## begin Working data

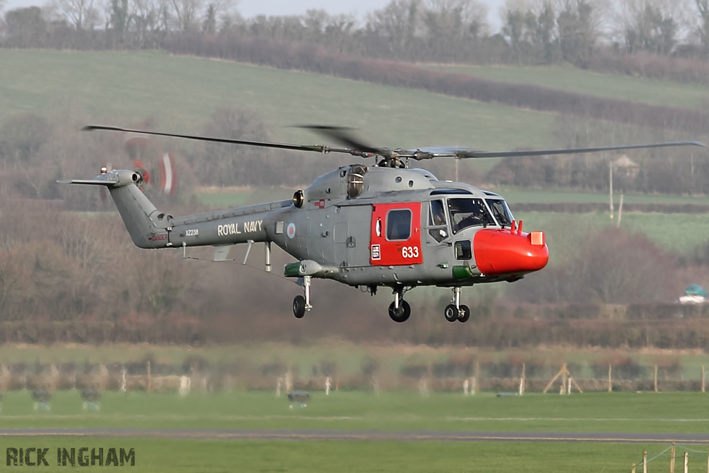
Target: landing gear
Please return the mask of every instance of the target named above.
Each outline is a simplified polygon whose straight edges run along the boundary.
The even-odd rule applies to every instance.
[[[394,289],[394,301],[389,304],[389,317],[394,322],[401,323],[408,320],[411,315],[411,306],[403,300],[403,291]]]
[[[455,322],[458,320],[458,308],[454,304],[450,304],[443,309],[443,316],[449,322]]]
[[[411,315],[411,306],[408,305],[408,303],[406,301],[401,301],[401,304],[399,304],[398,308],[396,308],[396,303],[392,302],[389,304],[389,317],[391,318],[394,322],[401,323],[402,322],[406,322],[408,320],[409,316]]]
[[[460,304],[459,287],[454,287],[452,297],[450,304],[443,309],[443,316],[449,322],[467,322],[470,318],[470,308],[465,305]]]
[[[293,299],[293,315],[296,318],[303,318],[306,312],[309,312],[313,306],[310,303],[311,276],[303,277],[303,296],[296,296]]]
[[[293,299],[293,315],[296,318],[303,318],[306,315],[306,298],[303,296],[296,296]]]

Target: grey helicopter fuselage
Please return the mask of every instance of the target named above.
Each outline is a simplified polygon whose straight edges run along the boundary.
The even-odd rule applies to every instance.
[[[477,203],[476,211],[486,216],[473,216],[469,224],[461,224],[456,221],[461,215],[470,216],[457,211],[459,202]],[[491,211],[493,206],[501,212]],[[164,225],[144,227],[146,233],[131,232],[133,241],[144,248],[272,242],[298,260],[286,266],[286,276],[352,286],[513,281],[548,260],[543,235],[533,244],[527,234],[513,230],[502,197],[439,181],[420,169],[353,165],[323,174],[293,199],[167,218]],[[481,230],[502,240],[491,245],[476,236]],[[493,255],[484,255],[486,250],[495,252],[498,266],[512,257],[512,266],[507,261],[507,266],[491,269]],[[487,267],[476,261],[481,259]]]
[[[364,159],[374,166],[344,166],[328,172],[291,200],[172,217],[158,211],[139,185],[140,169],[108,172],[91,179],[61,182],[108,189],[133,243],[141,248],[215,247],[215,261],[227,259],[229,248],[264,243],[264,266],[271,271],[275,243],[297,260],[284,274],[298,278],[303,294],[293,301],[293,313],[310,311],[313,278],[364,286],[372,295],[379,286],[392,289],[389,317],[404,322],[411,313],[403,299],[417,286],[450,287],[444,316],[466,322],[470,308],[461,304],[462,287],[478,283],[515,282],[541,269],[549,261],[543,232],[522,231],[499,195],[461,182],[440,181],[424,169],[409,169],[410,160],[450,157],[476,159],[616,152],[638,148],[700,146],[696,141],[602,146],[562,150],[484,152],[444,147],[391,150],[374,147],[348,128],[306,126],[347,148],[221,138],[90,125],[86,130],[173,137],[281,150],[335,152]]]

## end Working data

Write out the data again, beginning at the line that has "Target: grey helicopter fuselage" and going on through the end of the data. Put "shape" in place of "outline" and leave everything else unchanged.

Target: grey helicopter fuselage
Please return the mask of every instance of the target named above.
Each shape is a simplified polygon whose straight edges run along the boundary.
The even-odd rule applies to every instance.
[[[477,203],[476,211],[486,216],[473,216],[469,224],[461,224],[456,221],[461,215],[470,216],[457,211],[459,202]],[[491,211],[493,206],[501,212]],[[164,225],[144,227],[146,233],[131,232],[133,241],[144,248],[272,242],[298,260],[286,266],[286,276],[352,286],[513,281],[548,260],[543,235],[533,244],[527,234],[513,230],[502,197],[439,181],[420,169],[353,165],[323,174],[293,199],[167,218]],[[481,230],[502,240],[491,245],[476,236]],[[493,255],[484,255],[486,250],[495,252],[498,266],[512,257],[512,266],[507,261],[507,266],[491,269]],[[487,267],[476,261],[481,259]]]
[[[364,159],[374,166],[344,166],[328,172],[291,200],[172,217],[158,211],[139,185],[140,169],[108,172],[91,179],[61,182],[108,189],[133,243],[141,248],[215,247],[215,261],[227,259],[229,248],[264,243],[264,266],[271,271],[275,243],[297,260],[284,274],[298,278],[303,294],[293,301],[293,313],[310,311],[313,278],[364,286],[372,295],[379,286],[392,289],[389,317],[404,322],[411,313],[403,299],[417,286],[450,287],[444,316],[466,322],[470,308],[461,304],[462,287],[478,283],[515,282],[541,269],[549,261],[543,232],[522,231],[499,195],[461,182],[440,181],[424,169],[409,169],[410,160],[450,157],[476,159],[616,152],[638,148],[700,146],[696,141],[602,146],[562,150],[484,152],[444,147],[391,150],[374,147],[348,128],[306,126],[347,148],[221,138],[90,125],[86,130],[173,137],[281,150],[335,152]]]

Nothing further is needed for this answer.